→ Given instruction A: For the article below on Arab solidarity and the UAE deal, state whether each statement agrees with it. Give yes or no for each, followed by the deciding words of the article in quotation marks. (i) Faisal and Weizmann reached their agreement on January 3, 1919. (ii) Sykes made his plea to Faisal after World War I had ended. (iii) According to the article, a state of war existed between the Emirates and Israel before the deal.

→ Extract:
----------

Arab solidarity was already dead before UAE deal

MIDDLE ISRAEL: The Abraham Accord picks up from where the Weizmann-Faisal deal left off, but comes wrapped in three big lies

ABU DHABI’S Crown Prince Sheikh Mohammed bin Zayed Al Nahyan receives Saudi Crown Prince Mohammed bin Salman at the Presidential Airport in Abu Dhabi in November. (photo credit: WAM/REUTERS)
ABU DHABI’S Crown Prince Sheikh Mohammed bin Zayed Al Nahyan receives Saudi Crown Prince Mohammed bin Salman at the Presidential Airport in Abu Dhabi in November.
(photo credit: WAM/REUTERS)
“I know that the Arabs despise, condemn and hate the Jews,” wrote British colonel and diplomat Mark Sykes to Faisal, then king of Syria, before imploring him:
“Believe me... this race, despised and weak, is universal... all powerful, and cannot be put down... remember, these people do not seek to conquer you... Look on the Jewish movement as the great key to Arab success... recognize them as a powerful ally.” (Quoted in Jehuda Reinharz, Chaim Weizmann II, Oxford 1993, p. 255)
Made in March 1918 with World War I still raging, this plea was part of Britain’s effort to shape the post-Ottoman Middle East.
The plea fell on attentive ears, first producing a meeting between Faisal and Chaim Weizmann and then, on January 3, 1919, an agreement in which Faisal acquiesced to unlimited Jewish immigration to Palestine, and to Palestine’s exclusion from his realm.
Faisal later backtracked from his pro-Zionism, but historians say his initial sympathy was genuine, in the spirit of his letter to Zionist leader Felix Frankfurter: “We are working together for a reformed and revived Near East, and our two movements complete one another.” (Walter Laqueur, A History of Zionism, New York 2003, p. 237)
This history must be recalled as Middle Israelis assess the meaning of El Al’s historic flights this week from Tel Aviv to Abu Dhabi and back.
The good news is that the aptly-named Abraham Accord picks up from where the Weizmann-Faisal Accord left off. It takes no diplomat to understand that the Emirati move is effectively a Saudi move, the equivalent of Noah’s release of the dove from his ark. As such, it vindicates Faisal’s original view, that the Jews are not enemies of the Arab cause, as he understood it then, and as the Saudis view it now.
The sad news is that the deal between Prime Minister Benjamin Netanyahu and Mohamed bin Zayed (MBZ) reached us wrapped in three big lies.
THE FIRST lie is that the deal is “peace for peace.” It isn’t “peace for peace,” on both sides of this equation: on its one side because there was no state of war between the Emirates and Israel, and on its other side because Netanyahu abandoned his annexation designs.
Lurking behind Netanyahu’s bravado is a deeper fallacy, a reincarnation of Weizmann’s conclusion from the meeting with Faisal that “he did not have to negotiate with the Palestinian Arabs” (Reinharz, p. 256). Netanyahu is still there, in 1919, effectively ignoring the size, location, and hostility of the West Bank’s Palestinian population, and Israel’s inability to digest it.

----------

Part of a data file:
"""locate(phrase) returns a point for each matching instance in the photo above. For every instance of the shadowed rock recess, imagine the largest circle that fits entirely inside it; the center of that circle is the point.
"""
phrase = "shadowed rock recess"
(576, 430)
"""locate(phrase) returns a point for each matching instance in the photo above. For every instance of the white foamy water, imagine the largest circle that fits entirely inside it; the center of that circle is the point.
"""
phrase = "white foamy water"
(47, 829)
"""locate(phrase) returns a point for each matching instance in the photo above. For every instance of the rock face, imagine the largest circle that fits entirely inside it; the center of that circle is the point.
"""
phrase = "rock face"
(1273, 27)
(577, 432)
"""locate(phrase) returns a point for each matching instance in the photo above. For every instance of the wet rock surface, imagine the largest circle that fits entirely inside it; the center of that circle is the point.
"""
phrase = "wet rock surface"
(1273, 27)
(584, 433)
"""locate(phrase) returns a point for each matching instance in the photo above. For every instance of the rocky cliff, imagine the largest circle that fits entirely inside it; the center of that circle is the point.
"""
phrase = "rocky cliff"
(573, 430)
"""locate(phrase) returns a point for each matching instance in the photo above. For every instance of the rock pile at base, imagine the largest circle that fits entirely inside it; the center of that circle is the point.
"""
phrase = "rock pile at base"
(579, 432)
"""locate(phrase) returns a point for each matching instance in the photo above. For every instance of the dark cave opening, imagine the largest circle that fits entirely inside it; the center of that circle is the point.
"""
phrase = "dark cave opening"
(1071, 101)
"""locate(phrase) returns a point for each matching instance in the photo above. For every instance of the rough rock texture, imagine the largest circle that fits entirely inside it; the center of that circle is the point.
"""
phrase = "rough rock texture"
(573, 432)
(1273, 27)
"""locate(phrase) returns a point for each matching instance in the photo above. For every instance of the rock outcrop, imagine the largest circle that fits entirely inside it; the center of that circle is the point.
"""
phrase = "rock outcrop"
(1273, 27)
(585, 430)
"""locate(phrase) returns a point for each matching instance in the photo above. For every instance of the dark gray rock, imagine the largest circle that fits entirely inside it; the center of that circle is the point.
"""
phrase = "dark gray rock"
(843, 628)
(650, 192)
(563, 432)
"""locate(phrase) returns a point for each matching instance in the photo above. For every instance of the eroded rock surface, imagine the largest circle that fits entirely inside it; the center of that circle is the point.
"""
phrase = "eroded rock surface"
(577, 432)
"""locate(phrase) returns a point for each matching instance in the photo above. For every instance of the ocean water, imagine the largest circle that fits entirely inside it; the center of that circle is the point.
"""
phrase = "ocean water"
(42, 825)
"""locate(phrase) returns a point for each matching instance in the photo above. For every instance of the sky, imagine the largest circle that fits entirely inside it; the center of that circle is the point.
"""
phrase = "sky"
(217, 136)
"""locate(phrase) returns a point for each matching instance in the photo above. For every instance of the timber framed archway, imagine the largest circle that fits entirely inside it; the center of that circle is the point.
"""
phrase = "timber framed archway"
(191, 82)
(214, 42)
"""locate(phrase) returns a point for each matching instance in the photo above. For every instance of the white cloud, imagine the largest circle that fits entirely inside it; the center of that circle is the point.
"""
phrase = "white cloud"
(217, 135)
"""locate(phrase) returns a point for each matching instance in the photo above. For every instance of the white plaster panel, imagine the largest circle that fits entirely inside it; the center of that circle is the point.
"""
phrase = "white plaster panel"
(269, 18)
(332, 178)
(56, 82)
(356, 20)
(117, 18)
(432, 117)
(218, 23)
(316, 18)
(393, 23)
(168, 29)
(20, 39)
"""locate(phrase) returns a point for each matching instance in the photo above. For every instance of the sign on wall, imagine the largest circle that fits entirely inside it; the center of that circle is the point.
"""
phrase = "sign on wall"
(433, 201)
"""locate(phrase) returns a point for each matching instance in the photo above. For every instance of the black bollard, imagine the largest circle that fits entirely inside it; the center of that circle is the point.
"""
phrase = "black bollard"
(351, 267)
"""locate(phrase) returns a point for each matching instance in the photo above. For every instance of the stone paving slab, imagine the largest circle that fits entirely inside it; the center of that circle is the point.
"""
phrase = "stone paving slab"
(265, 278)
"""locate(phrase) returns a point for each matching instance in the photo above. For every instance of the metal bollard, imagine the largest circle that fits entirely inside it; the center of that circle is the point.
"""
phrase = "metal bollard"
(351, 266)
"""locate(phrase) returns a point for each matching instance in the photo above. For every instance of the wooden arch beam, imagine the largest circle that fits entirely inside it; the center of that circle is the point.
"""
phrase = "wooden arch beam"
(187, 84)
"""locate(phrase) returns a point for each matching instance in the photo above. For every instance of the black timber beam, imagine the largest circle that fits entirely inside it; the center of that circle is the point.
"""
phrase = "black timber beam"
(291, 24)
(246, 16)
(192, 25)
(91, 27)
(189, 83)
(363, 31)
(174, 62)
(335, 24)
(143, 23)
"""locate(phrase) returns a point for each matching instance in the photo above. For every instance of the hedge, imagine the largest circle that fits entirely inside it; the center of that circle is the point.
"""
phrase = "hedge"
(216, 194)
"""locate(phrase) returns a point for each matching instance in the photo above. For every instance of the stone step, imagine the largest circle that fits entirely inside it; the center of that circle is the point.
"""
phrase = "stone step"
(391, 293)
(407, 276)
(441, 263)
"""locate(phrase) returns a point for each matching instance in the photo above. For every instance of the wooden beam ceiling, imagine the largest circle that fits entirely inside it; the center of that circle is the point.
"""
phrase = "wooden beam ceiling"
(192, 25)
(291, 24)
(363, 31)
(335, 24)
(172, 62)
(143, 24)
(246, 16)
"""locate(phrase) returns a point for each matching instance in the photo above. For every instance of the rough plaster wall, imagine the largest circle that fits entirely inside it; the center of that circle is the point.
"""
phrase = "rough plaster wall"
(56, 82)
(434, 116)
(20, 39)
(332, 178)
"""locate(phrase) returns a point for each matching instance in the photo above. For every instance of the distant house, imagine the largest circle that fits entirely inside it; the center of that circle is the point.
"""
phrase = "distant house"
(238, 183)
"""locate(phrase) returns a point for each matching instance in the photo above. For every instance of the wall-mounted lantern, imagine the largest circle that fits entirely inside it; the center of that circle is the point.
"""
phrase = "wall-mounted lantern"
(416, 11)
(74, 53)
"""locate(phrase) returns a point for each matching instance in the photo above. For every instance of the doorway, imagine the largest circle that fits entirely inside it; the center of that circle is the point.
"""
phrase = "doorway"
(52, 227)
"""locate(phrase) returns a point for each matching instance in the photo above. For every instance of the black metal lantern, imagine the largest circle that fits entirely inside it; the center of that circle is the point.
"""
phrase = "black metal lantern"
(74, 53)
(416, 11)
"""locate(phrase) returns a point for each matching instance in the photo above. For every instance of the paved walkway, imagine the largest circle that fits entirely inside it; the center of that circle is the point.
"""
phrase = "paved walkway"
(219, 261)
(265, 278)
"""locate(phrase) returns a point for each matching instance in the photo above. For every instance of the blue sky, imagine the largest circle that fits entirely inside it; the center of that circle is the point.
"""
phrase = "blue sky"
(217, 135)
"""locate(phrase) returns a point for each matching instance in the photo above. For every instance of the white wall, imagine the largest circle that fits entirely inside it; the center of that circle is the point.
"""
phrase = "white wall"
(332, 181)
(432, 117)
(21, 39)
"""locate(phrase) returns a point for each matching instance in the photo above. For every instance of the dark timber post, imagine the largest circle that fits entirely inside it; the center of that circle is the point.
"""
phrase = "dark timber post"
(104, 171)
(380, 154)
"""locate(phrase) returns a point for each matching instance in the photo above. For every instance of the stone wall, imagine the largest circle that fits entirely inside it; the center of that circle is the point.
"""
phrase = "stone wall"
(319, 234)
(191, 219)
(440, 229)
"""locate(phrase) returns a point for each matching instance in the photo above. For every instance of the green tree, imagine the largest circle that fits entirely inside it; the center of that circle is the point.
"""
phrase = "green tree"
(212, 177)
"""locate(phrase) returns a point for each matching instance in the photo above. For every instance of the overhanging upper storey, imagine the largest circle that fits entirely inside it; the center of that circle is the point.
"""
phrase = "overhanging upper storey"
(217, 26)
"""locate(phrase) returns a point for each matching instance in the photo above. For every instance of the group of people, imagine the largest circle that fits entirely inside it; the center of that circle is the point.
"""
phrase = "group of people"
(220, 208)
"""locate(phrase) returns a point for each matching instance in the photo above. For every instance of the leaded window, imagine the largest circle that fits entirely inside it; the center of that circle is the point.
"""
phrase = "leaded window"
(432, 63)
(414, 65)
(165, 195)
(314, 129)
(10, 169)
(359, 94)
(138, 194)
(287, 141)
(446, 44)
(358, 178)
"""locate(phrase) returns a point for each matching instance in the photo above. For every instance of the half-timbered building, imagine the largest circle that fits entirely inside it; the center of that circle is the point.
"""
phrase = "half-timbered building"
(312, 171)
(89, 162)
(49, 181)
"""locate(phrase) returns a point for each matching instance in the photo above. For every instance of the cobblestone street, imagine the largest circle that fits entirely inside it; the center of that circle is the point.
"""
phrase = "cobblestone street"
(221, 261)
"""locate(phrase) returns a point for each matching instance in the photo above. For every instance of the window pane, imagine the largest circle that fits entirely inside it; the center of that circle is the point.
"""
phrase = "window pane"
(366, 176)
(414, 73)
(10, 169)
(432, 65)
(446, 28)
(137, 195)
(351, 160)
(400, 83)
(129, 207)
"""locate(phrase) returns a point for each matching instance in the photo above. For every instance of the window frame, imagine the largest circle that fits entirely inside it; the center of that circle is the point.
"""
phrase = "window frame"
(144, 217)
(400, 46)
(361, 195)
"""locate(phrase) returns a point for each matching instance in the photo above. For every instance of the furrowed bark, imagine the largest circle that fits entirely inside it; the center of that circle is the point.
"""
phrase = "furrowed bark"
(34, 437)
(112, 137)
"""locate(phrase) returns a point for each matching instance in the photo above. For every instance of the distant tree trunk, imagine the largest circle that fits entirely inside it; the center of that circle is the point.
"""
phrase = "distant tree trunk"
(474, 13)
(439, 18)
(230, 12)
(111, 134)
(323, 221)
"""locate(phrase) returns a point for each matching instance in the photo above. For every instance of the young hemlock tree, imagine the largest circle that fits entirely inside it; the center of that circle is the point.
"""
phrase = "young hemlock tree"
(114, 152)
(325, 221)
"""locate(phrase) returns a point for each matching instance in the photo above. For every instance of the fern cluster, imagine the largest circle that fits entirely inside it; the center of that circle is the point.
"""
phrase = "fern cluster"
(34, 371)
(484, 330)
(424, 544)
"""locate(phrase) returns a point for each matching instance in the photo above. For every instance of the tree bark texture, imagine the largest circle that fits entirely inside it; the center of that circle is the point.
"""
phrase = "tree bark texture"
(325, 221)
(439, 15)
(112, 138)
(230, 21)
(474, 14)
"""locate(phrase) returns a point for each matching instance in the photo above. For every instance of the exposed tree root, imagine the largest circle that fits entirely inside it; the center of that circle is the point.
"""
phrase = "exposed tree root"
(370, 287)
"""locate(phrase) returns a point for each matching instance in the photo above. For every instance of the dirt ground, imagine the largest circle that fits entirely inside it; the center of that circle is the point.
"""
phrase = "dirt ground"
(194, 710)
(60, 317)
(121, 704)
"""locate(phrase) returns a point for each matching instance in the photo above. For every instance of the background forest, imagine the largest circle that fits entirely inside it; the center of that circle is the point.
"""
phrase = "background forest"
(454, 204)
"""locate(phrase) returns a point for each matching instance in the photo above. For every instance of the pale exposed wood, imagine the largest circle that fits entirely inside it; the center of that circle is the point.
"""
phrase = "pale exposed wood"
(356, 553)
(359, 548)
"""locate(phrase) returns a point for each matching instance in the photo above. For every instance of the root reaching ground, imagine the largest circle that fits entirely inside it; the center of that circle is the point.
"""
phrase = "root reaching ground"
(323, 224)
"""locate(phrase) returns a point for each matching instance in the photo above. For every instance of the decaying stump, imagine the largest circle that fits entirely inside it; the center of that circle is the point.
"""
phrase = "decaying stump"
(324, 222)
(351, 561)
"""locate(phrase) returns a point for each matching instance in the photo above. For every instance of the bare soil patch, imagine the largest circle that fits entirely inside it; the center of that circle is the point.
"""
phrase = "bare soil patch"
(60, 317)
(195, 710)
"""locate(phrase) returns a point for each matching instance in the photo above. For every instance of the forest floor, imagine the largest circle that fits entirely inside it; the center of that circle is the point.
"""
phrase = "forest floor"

----------

→ Given instruction B: Reproduce the rows above verbatim, starting at the line that contains "of the root" and ending at the last line of the rows.

→ Exercise result A:
(i) Yes: "on January 3, 1919, an agreement in which Faisal acquiesced to unlimited Jewish immigration to Palestine"
(ii) No: "Made in March 1918 with World War I still raging"
(iii) No: "there was no state of war between the Emirates and Israel"

→ Exercise result B:
"""locate(phrase) returns a point for each matching instance in the photo above. For every instance of the root reaching ground, imagine the largest circle that fits entirely inside it; the center of that circle is the point.
"""
phrase = "root reaching ground"
(323, 224)
"""locate(phrase) returns a point for each matching instance in the photo above. For every instance of the decaying stump, imagine the largest circle that fits entirely inside it; the center of that circle is the point.
"""
phrase = "decaying stump"
(324, 222)
(351, 561)
"""locate(phrase) returns a point for each matching instance in the photo above. For every instance of the bare soil patch, imagine the largest circle that fits entirely inside it; the center of that circle is the point.
"""
phrase = "bare soil patch"
(60, 317)
(195, 710)
"""locate(phrase) returns a point for each matching instance in the photo above. For every instance of the forest floor, imagine the largest circle that fits entirely inside it; the center of that circle is the point.
"""
phrase = "forest floor"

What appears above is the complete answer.